■ **Your objective**
Reproduce every entry below verbatim, character for character, and omit the pictures from your output.

■ **Records for the exercise**
□ □ □ □

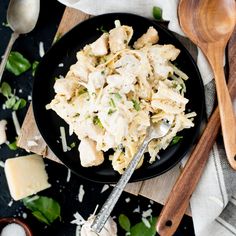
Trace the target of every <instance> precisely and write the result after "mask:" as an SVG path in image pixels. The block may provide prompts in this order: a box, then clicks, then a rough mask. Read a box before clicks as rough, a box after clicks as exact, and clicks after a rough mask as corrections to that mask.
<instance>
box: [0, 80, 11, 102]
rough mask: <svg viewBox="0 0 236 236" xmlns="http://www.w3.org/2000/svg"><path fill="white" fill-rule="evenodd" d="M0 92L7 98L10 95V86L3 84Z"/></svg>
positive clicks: (2, 83)
mask: <svg viewBox="0 0 236 236" xmlns="http://www.w3.org/2000/svg"><path fill="white" fill-rule="evenodd" d="M0 92H1V94H2V95H3V96H4V97H6V98H9V96H10V95H11V86H10V85H9V84H8V83H6V82H3V83H2V86H1V88H0Z"/></svg>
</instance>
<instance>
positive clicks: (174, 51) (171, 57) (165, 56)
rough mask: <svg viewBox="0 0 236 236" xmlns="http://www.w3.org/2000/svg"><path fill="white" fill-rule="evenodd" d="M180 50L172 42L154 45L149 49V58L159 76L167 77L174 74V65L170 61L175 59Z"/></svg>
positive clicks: (175, 58)
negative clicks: (166, 43) (169, 74)
mask: <svg viewBox="0 0 236 236" xmlns="http://www.w3.org/2000/svg"><path fill="white" fill-rule="evenodd" d="M179 53H180V50H179V49H177V48H175V47H174V46H173V45H171V44H166V45H154V46H152V47H151V48H150V49H149V52H148V54H149V59H150V62H151V65H152V67H153V69H154V75H155V76H156V77H157V78H160V79H162V78H166V77H167V76H168V75H169V74H173V67H172V66H171V65H170V63H169V61H173V60H175V59H176V58H177V56H178V55H179Z"/></svg>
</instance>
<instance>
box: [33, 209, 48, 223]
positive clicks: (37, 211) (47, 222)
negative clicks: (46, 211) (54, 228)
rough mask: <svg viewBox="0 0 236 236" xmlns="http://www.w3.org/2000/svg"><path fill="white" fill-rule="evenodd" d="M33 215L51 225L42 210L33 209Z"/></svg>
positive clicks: (39, 220) (41, 221)
mask: <svg viewBox="0 0 236 236" xmlns="http://www.w3.org/2000/svg"><path fill="white" fill-rule="evenodd" d="M32 215H33V216H34V217H35V218H37V219H38V220H39V221H40V222H43V223H45V224H47V225H50V223H49V222H48V219H47V218H46V217H45V216H44V215H43V214H42V213H41V212H40V211H33V212H32Z"/></svg>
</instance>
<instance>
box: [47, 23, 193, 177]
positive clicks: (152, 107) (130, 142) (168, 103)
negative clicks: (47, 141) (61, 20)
mask: <svg viewBox="0 0 236 236" xmlns="http://www.w3.org/2000/svg"><path fill="white" fill-rule="evenodd" d="M115 23H116V24H115V25H116V27H115V28H113V29H111V30H110V31H109V32H108V33H103V34H102V35H101V37H100V38H98V39H97V40H96V41H95V42H93V43H91V44H89V45H86V46H85V47H84V48H83V49H82V50H80V51H79V52H78V53H77V62H76V63H75V64H74V65H72V66H71V67H70V70H69V71H68V73H67V75H66V76H65V77H63V78H60V79H57V80H56V81H55V84H54V90H55V93H56V95H55V97H54V99H53V100H52V101H51V102H50V104H48V105H47V107H46V108H47V109H52V110H54V111H55V112H56V113H57V114H58V115H59V116H60V117H61V118H63V119H64V120H65V121H66V122H67V123H68V124H69V127H70V131H71V133H72V132H74V133H75V134H76V135H77V136H78V138H79V139H80V141H81V142H80V145H79V151H80V159H81V165H82V166H84V167H89V166H96V165H100V164H101V163H102V162H103V161H104V152H107V151H108V150H111V149H112V150H114V154H112V155H110V160H111V162H112V166H113V168H114V170H116V171H118V172H119V173H123V171H124V170H125V168H126V167H127V166H128V164H129V162H130V161H131V159H132V157H133V155H134V154H135V152H136V151H137V149H138V147H139V145H140V144H141V142H142V141H143V139H144V137H145V134H146V129H147V127H148V126H150V121H151V120H152V122H159V121H160V120H162V119H164V118H165V119H168V120H169V121H170V122H171V123H172V127H171V129H170V131H169V132H168V133H167V135H166V136H164V137H163V138H160V139H157V140H154V141H152V142H151V143H150V144H149V146H148V149H147V152H148V153H149V154H150V160H149V161H150V163H152V162H154V161H155V160H156V158H157V153H158V152H159V151H160V150H161V149H165V148H166V147H167V146H168V145H169V144H170V142H171V141H172V139H173V138H174V137H175V136H176V134H177V132H179V131H181V130H183V129H187V128H191V127H193V126H194V123H193V117H194V116H195V115H196V114H195V113H194V112H191V113H189V114H186V113H185V110H186V104H187V103H188V99H187V98H185V97H184V93H185V91H186V86H185V80H187V79H188V76H187V75H186V74H185V73H184V72H182V71H181V70H179V69H178V68H177V67H176V66H174V65H173V64H172V62H173V61H174V60H175V59H176V58H177V57H178V55H179V53H180V50H179V49H177V48H175V46H173V45H171V44H165V45H160V44H158V40H159V36H158V32H157V31H156V29H154V28H153V27H149V29H148V30H147V32H146V33H145V34H144V35H142V36H141V37H140V38H139V39H138V40H137V41H136V42H135V43H134V45H133V46H132V47H131V46H130V45H129V43H130V40H131V38H132V35H133V29H132V27H130V26H126V25H120V23H119V21H116V22H115ZM141 164H142V163H140V165H141Z"/></svg>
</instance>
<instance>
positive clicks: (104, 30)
mask: <svg viewBox="0 0 236 236" xmlns="http://www.w3.org/2000/svg"><path fill="white" fill-rule="evenodd" d="M96 30H97V31H101V32H102V33H108V31H107V30H105V29H104V26H103V25H102V26H101V27H100V28H97V29H96Z"/></svg>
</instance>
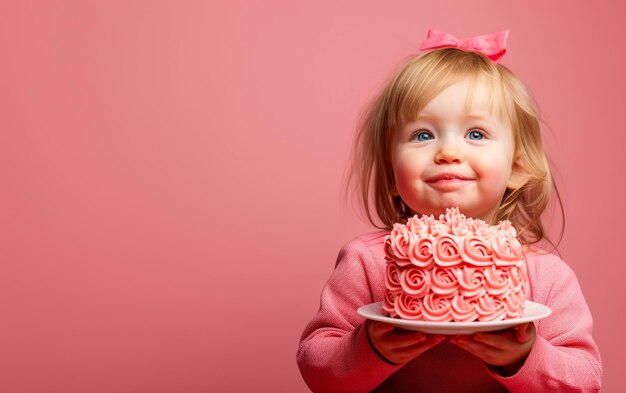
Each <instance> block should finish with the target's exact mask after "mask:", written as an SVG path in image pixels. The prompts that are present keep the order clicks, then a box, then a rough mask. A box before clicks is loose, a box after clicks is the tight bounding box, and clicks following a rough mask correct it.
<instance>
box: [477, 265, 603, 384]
mask: <svg viewBox="0 0 626 393" xmlns="http://www.w3.org/2000/svg"><path fill="white" fill-rule="evenodd" d="M533 259H534V260H533V261H532V262H533V263H529V265H528V270H529V271H528V273H529V279H530V284H531V292H532V297H533V300H534V301H535V302H538V303H542V304H545V305H547V306H548V307H550V308H551V309H552V315H551V316H550V317H548V318H546V319H545V320H541V321H538V322H537V323H536V325H537V340H536V341H535V345H534V346H533V348H532V350H531V352H530V354H529V355H528V358H527V359H526V362H525V363H524V365H523V366H522V368H521V369H520V370H519V371H518V372H517V373H516V374H515V375H513V376H511V377H502V376H500V375H498V374H496V373H495V372H493V371H492V370H489V373H490V374H491V375H492V376H493V377H494V378H496V379H497V380H498V381H500V382H501V383H502V384H503V385H505V386H506V387H507V388H508V389H509V390H510V391H511V392H550V391H553V392H597V391H599V390H600V385H601V378H602V363H601V360H600V354H599V352H598V348H597V346H596V344H595V342H594V341H593V337H592V328H593V321H592V317H591V313H590V311H589V308H588V307H587V303H586V302H585V299H584V297H583V294H582V291H581V289H580V286H579V284H578V280H577V279H576V276H575V275H574V272H573V271H572V270H571V269H570V268H569V267H568V266H567V265H566V264H565V263H564V262H563V261H562V260H561V259H560V258H558V257H556V256H554V255H540V256H534V258H533Z"/></svg>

□ □ □ □

■ **Answer to the problem**
Trace the target of every <instance> precisely and write the result after "mask:" as an SVG path in image pixels. The block may provide prompts in this order: a box, then clicks, then a rough mask. Read a box before clicks as rough, a box after clicks as exact, and clicks after a rough mask as corrections to that mask.
<instance>
box: [0, 80, 11, 102]
rough mask: <svg viewBox="0 0 236 236" xmlns="http://www.w3.org/2000/svg"><path fill="white" fill-rule="evenodd" d="M0 92L7 98L10 95V86L3 84Z"/></svg>
positive clicks: (2, 83)
mask: <svg viewBox="0 0 236 236" xmlns="http://www.w3.org/2000/svg"><path fill="white" fill-rule="evenodd" d="M0 92H1V94H2V95H3V96H4V97H6V98H9V96H10V95H11V86H10V85H9V84H8V83H6V82H3V83H2V86H1V88H0Z"/></svg>
</instance>
<instance>
positive clicks: (174, 51) (171, 57) (165, 56)
rough mask: <svg viewBox="0 0 236 236" xmlns="http://www.w3.org/2000/svg"><path fill="white" fill-rule="evenodd" d="M180 50L172 42L154 45L149 49V58L159 76L167 77L174 74V65L170 61L175 59Z"/></svg>
positive clicks: (175, 58)
negative clicks: (166, 43) (169, 74)
mask: <svg viewBox="0 0 236 236" xmlns="http://www.w3.org/2000/svg"><path fill="white" fill-rule="evenodd" d="M179 53H180V50H179V49H177V48H175V47H174V46H173V45H171V44H166V45H154V46H152V47H151V48H150V49H149V52H148V54H149V59H150V62H151V65H152V67H153V69H154V75H155V76H156V77H157V78H160V79H162V78H166V77H167V76H168V75H169V74H173V67H172V66H171V65H170V63H169V61H173V60H175V59H176V58H177V56H178V55H179Z"/></svg>
</instance>
<instance>
box: [33, 209, 48, 223]
positive clicks: (37, 211) (47, 222)
negative clicks: (46, 211) (54, 228)
rough mask: <svg viewBox="0 0 236 236" xmlns="http://www.w3.org/2000/svg"><path fill="white" fill-rule="evenodd" d="M33 215L51 225L42 210L33 209Z"/></svg>
positive clicks: (39, 220) (41, 221)
mask: <svg viewBox="0 0 236 236" xmlns="http://www.w3.org/2000/svg"><path fill="white" fill-rule="evenodd" d="M32 215H33V216H34V217H35V218H37V219H38V220H39V221H40V222H43V223H45V224H47V225H50V223H49V222H48V219H47V218H46V217H45V216H44V215H43V214H42V213H41V212H40V211H33V212H32Z"/></svg>
</instance>
<instance>
box: [47, 23, 193, 177]
positive clicks: (152, 107) (130, 142) (168, 103)
negative clicks: (47, 141) (61, 20)
mask: <svg viewBox="0 0 236 236" xmlns="http://www.w3.org/2000/svg"><path fill="white" fill-rule="evenodd" d="M115 23H116V24H115V25H116V27H115V28H113V29H111V30H110V31H109V32H108V33H103V34H102V35H101V37H100V38H98V39H97V40H96V41H95V42H93V43H91V44H89V45H86V46H85V47H84V48H83V49H82V50H80V51H79V52H78V53H77V62H76V63H75V64H74V65H72V66H71V67H70V70H69V71H68V73H67V75H66V76H65V77H63V78H60V79H57V80H56V81H55V84H54V90H55V93H56V95H55V97H54V99H53V100H52V101H51V102H50V104H48V105H47V107H46V108H47V109H52V110H54V111H55V112H56V113H57V114H58V115H59V116H60V117H61V118H63V119H64V120H65V121H66V122H67V123H68V124H69V127H70V131H71V133H72V132H74V133H75V134H76V135H77V136H78V138H79V139H80V141H81V142H80V145H79V151H80V159H81V165H82V166H84V167H89V166H96V165H100V164H101V163H102V162H103V161H104V152H107V151H108V150H111V149H112V150H114V154H112V155H110V160H111V162H112V166H113V168H114V170H116V171H118V172H119V173H123V171H124V170H125V168H126V167H127V166H128V164H129V162H130V161H131V159H132V157H133V155H134V154H135V152H136V151H137V149H138V147H139V145H140V144H141V142H142V141H143V139H144V137H145V134H146V129H147V127H148V126H150V121H151V120H152V122H159V121H160V120H162V119H164V118H165V119H168V120H169V121H170V122H171V123H172V127H171V129H170V131H169V132H168V133H167V135H166V136H164V137H163V138H160V139H157V140H154V141H152V142H151V143H150V144H149V146H148V149H147V152H148V153H149V154H150V160H149V161H150V163H152V162H154V161H155V160H156V158H157V153H158V152H159V151H160V150H161V149H165V148H166V147H167V146H168V145H169V144H170V142H171V141H172V139H173V138H174V137H175V136H176V134H177V132H179V131H181V130H183V129H187V128H191V127H193V126H194V123H193V117H194V116H195V115H196V114H195V113H194V112H191V113H189V114H186V113H185V110H186V104H187V103H188V99H187V98H185V97H184V93H185V91H186V86H185V80H187V79H188V76H187V75H186V74H185V73H184V72H182V71H181V70H179V69H178V68H177V67H176V66H174V65H173V64H172V62H173V61H174V60H175V59H176V58H177V57H178V55H179V53H180V50H179V49H177V48H175V46H173V45H171V44H165V45H160V44H158V40H159V36H158V32H157V31H156V29H154V28H153V27H149V29H148V30H147V32H146V33H145V34H144V35H142V36H141V37H140V38H139V39H138V40H137V41H136V42H135V43H134V45H133V46H132V47H131V46H130V45H129V43H130V40H131V38H132V35H133V29H132V27H130V26H126V25H120V23H119V21H116V22H115ZM141 164H142V163H140V165H141Z"/></svg>
</instance>
<instance>
positive clicks: (104, 30)
mask: <svg viewBox="0 0 236 236" xmlns="http://www.w3.org/2000/svg"><path fill="white" fill-rule="evenodd" d="M96 30H97V31H101V32H102V33H108V31H107V30H105V29H104V26H103V25H102V26H101V27H100V28H97V29H96Z"/></svg>
</instance>
Each <instance> block should finish with the target's exact mask after "mask:", written as an SVG path in image pixels. The prompts that are present keep the order clicks, then a box, then a rough mask. A box before clicks is loose, a box after clicks is the tight bounding box, and clicks following a rough mask correct it.
<instance>
box: [477, 265, 603, 384]
mask: <svg viewBox="0 0 626 393" xmlns="http://www.w3.org/2000/svg"><path fill="white" fill-rule="evenodd" d="M533 259H534V260H533V261H532V262H533V263H529V265H528V270H529V271H528V273H529V279H530V284H531V292H532V297H533V300H534V301H535V302H538V303H542V304H545V305H547V306H548V307H550V308H551V309H552V315H551V316H550V317H548V318H546V319H545V320H541V321H538V322H537V323H536V325H537V340H536V341H535V345H534V346H533V348H532V350H531V352H530V354H529V355H528V358H527V359H526V362H525V363H524V365H523V366H522V368H521V369H520V370H519V371H518V372H517V373H516V374H515V375H513V376H511V377H502V376H500V375H498V374H496V373H495V372H493V371H492V370H489V373H490V374H491V375H492V376H493V377H494V378H496V379H497V380H498V381H500V382H501V383H502V384H503V385H505V386H506V387H507V388H508V389H509V390H510V391H511V392H550V391H553V392H597V391H599V390H600V385H601V378H602V363H601V360H600V354H599V352H598V348H597V346H596V344H595V342H594V341H593V337H592V328H593V321H592V317H591V313H590V311H589V308H588V307H587V303H586V302H585V299H584V297H583V294H582V291H581V289H580V286H579V284H578V280H577V279H576V276H575V275H574V272H573V271H572V270H571V269H570V268H569V267H568V266H567V265H566V264H565V263H564V262H563V261H562V260H561V259H560V258H558V257H556V256H554V255H540V256H534V258H533Z"/></svg>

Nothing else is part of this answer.